[[ Information supplied, beginning ]]

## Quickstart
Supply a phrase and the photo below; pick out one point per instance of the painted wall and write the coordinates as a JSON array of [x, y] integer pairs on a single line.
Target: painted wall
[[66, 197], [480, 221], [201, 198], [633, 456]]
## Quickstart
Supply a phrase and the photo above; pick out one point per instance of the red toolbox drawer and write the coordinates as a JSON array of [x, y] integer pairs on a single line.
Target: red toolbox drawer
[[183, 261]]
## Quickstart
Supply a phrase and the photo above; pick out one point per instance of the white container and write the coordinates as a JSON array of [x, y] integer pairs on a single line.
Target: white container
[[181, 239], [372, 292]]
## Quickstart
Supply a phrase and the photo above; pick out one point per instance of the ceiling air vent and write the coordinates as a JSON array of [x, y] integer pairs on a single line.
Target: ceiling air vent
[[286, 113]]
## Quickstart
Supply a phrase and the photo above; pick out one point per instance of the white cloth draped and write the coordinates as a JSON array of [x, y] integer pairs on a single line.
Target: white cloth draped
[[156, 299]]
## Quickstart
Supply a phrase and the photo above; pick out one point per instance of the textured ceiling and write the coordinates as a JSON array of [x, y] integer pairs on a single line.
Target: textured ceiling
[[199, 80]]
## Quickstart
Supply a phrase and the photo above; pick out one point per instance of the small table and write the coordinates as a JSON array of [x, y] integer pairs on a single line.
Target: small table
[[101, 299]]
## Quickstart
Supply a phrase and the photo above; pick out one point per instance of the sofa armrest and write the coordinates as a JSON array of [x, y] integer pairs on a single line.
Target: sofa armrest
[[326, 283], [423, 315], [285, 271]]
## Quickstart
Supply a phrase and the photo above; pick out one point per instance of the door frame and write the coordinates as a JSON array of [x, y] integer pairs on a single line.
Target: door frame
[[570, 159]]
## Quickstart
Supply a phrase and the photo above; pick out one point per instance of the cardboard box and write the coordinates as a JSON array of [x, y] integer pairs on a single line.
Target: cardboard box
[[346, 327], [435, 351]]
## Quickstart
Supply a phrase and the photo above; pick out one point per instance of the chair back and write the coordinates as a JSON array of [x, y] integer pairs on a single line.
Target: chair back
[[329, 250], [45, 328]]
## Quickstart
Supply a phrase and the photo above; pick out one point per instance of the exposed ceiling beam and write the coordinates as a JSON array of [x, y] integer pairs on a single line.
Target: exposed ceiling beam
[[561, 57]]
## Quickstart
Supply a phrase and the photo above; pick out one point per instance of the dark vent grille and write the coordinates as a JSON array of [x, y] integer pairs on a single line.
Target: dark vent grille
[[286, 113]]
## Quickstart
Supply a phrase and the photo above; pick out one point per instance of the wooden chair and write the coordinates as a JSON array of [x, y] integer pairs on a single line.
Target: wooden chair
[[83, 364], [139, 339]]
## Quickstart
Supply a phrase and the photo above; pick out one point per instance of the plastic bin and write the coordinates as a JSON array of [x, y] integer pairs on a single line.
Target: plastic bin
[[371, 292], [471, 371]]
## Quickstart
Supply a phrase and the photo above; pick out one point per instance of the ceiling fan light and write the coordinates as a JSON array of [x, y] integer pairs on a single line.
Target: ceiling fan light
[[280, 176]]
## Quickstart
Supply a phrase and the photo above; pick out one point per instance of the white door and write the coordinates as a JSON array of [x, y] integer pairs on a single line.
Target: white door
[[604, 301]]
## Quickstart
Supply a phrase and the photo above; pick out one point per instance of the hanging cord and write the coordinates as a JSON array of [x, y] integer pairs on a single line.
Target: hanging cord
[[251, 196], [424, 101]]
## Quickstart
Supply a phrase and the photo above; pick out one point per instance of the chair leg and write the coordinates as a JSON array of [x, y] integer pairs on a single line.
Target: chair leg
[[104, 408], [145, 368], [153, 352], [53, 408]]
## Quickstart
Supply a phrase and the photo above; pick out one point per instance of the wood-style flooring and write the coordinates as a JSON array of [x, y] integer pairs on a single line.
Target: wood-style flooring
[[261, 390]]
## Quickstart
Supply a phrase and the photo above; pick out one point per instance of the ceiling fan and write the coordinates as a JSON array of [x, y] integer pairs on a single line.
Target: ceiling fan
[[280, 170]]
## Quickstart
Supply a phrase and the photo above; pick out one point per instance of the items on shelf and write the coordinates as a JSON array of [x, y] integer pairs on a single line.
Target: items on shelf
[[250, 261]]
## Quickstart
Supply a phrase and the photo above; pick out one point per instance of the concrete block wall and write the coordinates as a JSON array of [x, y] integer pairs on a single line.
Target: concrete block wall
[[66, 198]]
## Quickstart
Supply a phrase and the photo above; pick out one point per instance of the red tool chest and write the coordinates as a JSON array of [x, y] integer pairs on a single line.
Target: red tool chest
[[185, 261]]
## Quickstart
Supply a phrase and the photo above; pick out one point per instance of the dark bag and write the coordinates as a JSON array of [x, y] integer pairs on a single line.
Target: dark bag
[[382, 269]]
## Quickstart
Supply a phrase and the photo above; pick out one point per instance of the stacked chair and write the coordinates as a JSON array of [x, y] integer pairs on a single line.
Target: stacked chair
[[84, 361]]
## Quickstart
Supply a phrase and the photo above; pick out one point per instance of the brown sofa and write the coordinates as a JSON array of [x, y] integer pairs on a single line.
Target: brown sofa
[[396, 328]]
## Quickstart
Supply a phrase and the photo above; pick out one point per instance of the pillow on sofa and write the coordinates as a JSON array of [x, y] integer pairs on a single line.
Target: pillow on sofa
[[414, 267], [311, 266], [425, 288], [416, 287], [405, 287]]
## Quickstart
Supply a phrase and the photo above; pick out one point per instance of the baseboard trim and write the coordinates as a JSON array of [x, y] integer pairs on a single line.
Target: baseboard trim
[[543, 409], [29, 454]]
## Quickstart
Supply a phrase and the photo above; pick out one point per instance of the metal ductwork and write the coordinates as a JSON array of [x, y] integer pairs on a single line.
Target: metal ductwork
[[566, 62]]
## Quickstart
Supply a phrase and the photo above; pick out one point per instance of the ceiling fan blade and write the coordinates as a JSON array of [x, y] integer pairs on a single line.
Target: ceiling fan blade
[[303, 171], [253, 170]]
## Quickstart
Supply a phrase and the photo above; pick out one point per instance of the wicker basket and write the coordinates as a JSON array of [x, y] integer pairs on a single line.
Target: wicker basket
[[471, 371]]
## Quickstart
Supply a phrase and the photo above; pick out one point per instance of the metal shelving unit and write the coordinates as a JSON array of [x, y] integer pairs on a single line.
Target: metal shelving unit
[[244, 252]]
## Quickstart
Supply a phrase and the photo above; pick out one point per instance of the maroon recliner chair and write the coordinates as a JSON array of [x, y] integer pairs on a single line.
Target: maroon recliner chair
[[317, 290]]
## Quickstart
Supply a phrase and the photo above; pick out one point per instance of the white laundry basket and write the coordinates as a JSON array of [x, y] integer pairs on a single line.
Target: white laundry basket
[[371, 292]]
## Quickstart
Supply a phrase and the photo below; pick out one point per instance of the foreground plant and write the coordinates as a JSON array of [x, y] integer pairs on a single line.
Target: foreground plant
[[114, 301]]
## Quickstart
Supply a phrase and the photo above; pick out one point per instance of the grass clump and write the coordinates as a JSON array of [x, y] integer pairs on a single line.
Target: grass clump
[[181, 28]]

[[ Information supplied, end ]]

Exercise objective: From the listing above, return the lines starting at the one with "of the textured" and ending at the one with "of the small", both kept, exactly as they appear and nothing more.

Solution to the exercise:
Supply a phrase and the photo above; pick out one point per instance of the textured ceiling and write the coordinates as a JSON array of [x, y] integer pairs on a single line.
Target: textured ceiling
[[199, 80]]
## Quickstart
Supply a phrase and the photo above; pick out one point per instance of the small table and write the coordinates as a JSON array of [x, y] integer pairs on a single line.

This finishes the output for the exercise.